_ELENCO ATTIVITÀ_
A - Trascrivi dal brano su Chiara la parte che comincia con "Chiara è una" e prosegue fino a "e poco più.".
B - Riprendi per favore il brano su Chiara e portalo avanti dopo la sua ultima frase.

_BRANO ESTRATTO_
===
Chiara è una ragazza di Montecassiano, ha compiuto 18 anni da qualche mese e ha una grande forza nata proprio da questo non sentirsi bene, non essere mai all'altezza che tre anni fa l'ha trascinata nel baratro dell'anoressia. Questa è la sua storia, queste sono le sue parole con la speranza che siano di aiuto e conforto per le altre ragazze e le famiglie che lottano come ha fatto lei:

"Tutto iniziò per la paura di esser di troppo. Ho perso il controllo di me stessa senza neanche accorgermene. Ero pallida e mi dimostravo nervosa; le mie mani erano sempre arrossate, avevo sempre freddo, l'aspirazione a essere perfetta mi portava ad avere successo, nonostante la mia debolezza fisica. Ho limitato sempre di più la mia alimentazione fino al minimo necessario: frutta e poco più.

Il primo mese la mia malattia non si notava al primo sguardo, ero la solita studentessa, praticavo molto sport e passavo i miei pomeriggi a cucinare per la mia famiglia. Se qualcuno parlava del mio comportamento insolito, diventavo sempre più aggressiva cercando di interrompere il discorso, cambiandolo totalmente. Mia madre sperava che quest'ossessione fosse soltanto temporanea, mentre mio padre non aveva nemmeno capito di cosa si trattasse. Pesavo 37 kg, pressione sempre bassa e battiti del cuore sempre al minimo.
===
_INFORMAZIONI FORNITE_
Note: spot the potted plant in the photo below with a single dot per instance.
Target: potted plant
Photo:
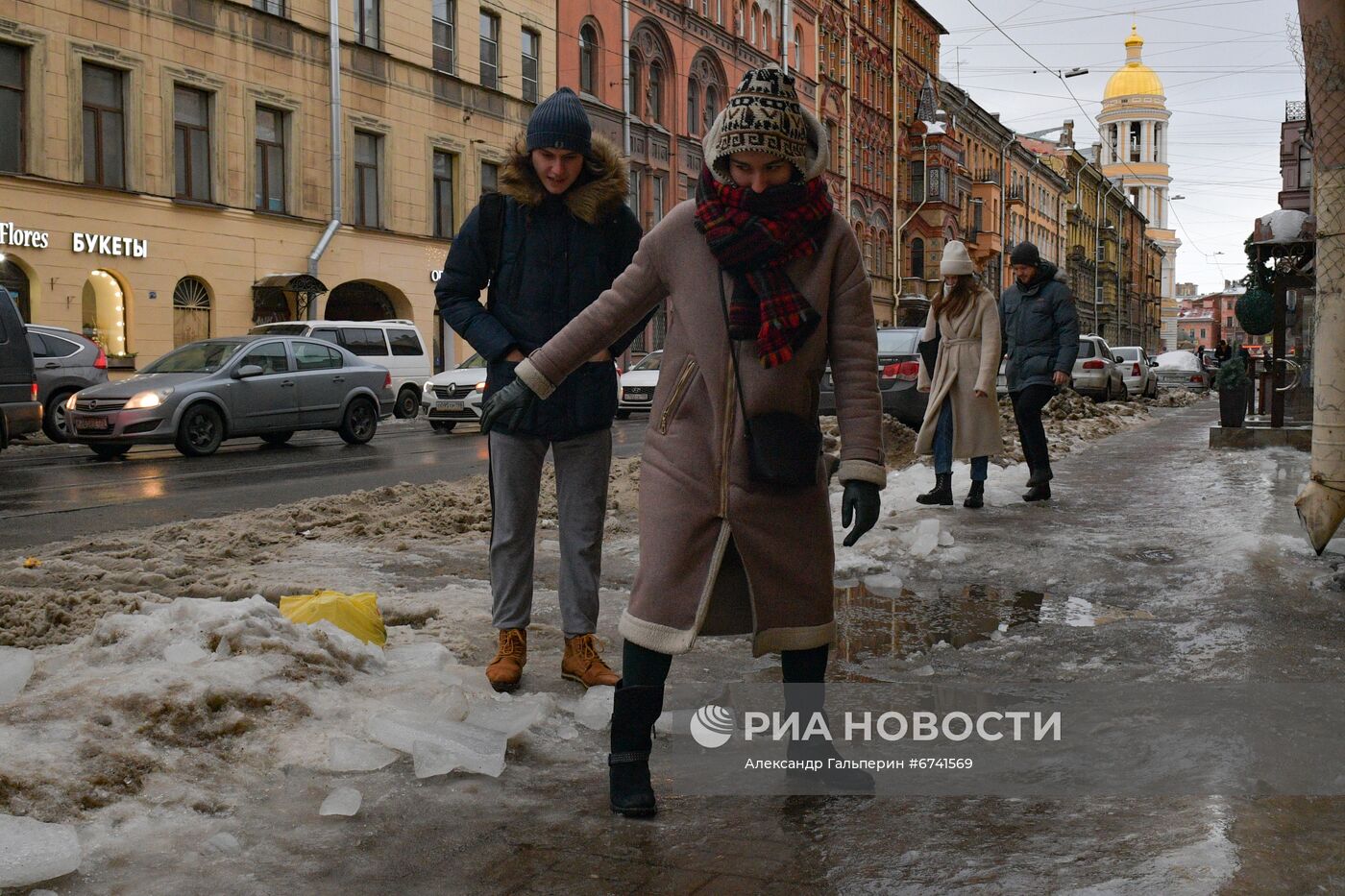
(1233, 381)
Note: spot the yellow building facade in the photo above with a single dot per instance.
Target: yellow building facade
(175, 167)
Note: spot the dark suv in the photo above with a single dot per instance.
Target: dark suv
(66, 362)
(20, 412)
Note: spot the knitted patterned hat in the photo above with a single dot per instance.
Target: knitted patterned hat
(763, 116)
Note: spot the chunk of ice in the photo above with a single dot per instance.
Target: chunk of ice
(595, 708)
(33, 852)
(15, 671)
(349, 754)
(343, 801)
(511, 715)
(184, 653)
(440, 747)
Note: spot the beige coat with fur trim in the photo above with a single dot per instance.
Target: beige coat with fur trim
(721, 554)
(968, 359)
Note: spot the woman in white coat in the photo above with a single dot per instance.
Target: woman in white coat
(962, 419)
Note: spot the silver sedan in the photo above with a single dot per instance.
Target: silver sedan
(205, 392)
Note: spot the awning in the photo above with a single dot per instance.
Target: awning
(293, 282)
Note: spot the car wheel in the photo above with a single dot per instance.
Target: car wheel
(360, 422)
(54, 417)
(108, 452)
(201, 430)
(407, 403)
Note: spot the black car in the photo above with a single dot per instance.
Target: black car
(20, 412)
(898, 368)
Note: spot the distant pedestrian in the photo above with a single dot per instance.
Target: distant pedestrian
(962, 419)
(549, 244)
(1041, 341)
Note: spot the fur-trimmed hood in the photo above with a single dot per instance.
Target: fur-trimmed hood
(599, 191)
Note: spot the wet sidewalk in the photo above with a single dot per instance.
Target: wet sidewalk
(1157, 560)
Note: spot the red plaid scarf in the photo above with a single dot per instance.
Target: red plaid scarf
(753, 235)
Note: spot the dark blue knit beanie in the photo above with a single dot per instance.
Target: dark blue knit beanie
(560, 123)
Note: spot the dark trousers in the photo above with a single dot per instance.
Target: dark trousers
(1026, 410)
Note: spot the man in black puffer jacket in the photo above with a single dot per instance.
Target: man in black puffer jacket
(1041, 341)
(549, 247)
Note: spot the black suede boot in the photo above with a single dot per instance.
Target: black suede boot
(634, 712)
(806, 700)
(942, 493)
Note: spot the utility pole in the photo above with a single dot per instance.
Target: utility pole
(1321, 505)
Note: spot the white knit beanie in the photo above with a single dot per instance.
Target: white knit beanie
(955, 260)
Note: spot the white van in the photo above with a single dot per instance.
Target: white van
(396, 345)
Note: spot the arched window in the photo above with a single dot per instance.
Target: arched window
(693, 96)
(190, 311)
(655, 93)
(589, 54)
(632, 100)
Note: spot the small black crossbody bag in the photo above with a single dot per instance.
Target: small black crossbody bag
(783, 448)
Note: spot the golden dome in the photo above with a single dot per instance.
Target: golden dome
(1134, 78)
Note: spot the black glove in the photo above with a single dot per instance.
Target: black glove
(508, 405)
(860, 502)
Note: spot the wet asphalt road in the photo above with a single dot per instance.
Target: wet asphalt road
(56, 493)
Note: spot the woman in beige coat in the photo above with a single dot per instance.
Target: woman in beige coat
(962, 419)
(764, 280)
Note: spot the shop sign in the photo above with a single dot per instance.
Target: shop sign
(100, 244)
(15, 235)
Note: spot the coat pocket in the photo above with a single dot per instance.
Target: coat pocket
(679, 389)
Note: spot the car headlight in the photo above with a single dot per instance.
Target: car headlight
===
_RISPOSTE PER ATTIVITÀ_
A -
Chiara è una ragazza di Montecassiano, ha compiuto 18 anni da qualche mese e ha una grande forza nata proprio da questo non sentirsi bene, non essere mai all'altezza che tre anni fa l'ha trascinata nel baratro dell'anoressia. Questa è la sua storia, queste sono le sue parole con la speranza che siano di aiuto e conforto per le altre ragazze e le famiglie che lottano come ha fatto lei:

"Tutto iniziò per la paura di esser di troppo. Ho perso il controllo di me stessa senza neanche accorgermene. Ero pallida e mi dimostravo nervosa; le mie mani erano sempre arrossate, avevo sempre freddo, l'aspirazione a essere perfetta mi portava ad avere successo, nonostante la mia debolezza fisica. Ho limitato sempre di più la mia alimentazione fino al minimo necessario: frutta e poco più.

B -
Arrivai ad un punto dove chiesi aiuto a mia madre dicendo di non riuscire a curarmi da sola, quando lei stessa, nel frattempo, aveva già programmato un mio ricovero. Venni ricoverata agli inizi di giugno, appena ritornai da un viaggio, al Salesi di Ancona. Ricoverata d'urgenza con battiti del cuore a 20. Passai più di 40 giorni dentro la clinica. Accettai subito il mio ricovero, perché sapevo che da sola non potevo farcela, però solo alla condizione che venissi curata senza medicine, ma solo con la forza di volontà. Giorni di paure, di ossessioni, di confusioni mentali, aghi, flebo, sondino, sala rianimazione... E chi più ne ha più ne metta.

Ora che ho 18 anni posso ammettere che quei 35 giorni sono stati i più lunghi della mia vita; fortunatamente trovai delle infermiere, dei tirocinanti che riuscivano a capire tutto ciò che stavo passando, tutto ciò che avevo dentro e riuscivano a capirmi anche con un solo sguardo; era anche un modo per far sì che loro anche con un piccolo gesto potevano aiutarmi. Riuscii a recuperare più della metà del mio peso, fin quando non arrivò il 17 luglio, dove la dottoressa decise che potevo lasciare il ricovero, perché aveva visto che ero una ragazza al quanto forte e che avevo tutta la forza necessaria per continuare il mio percorso di ripresa anche al di fuori.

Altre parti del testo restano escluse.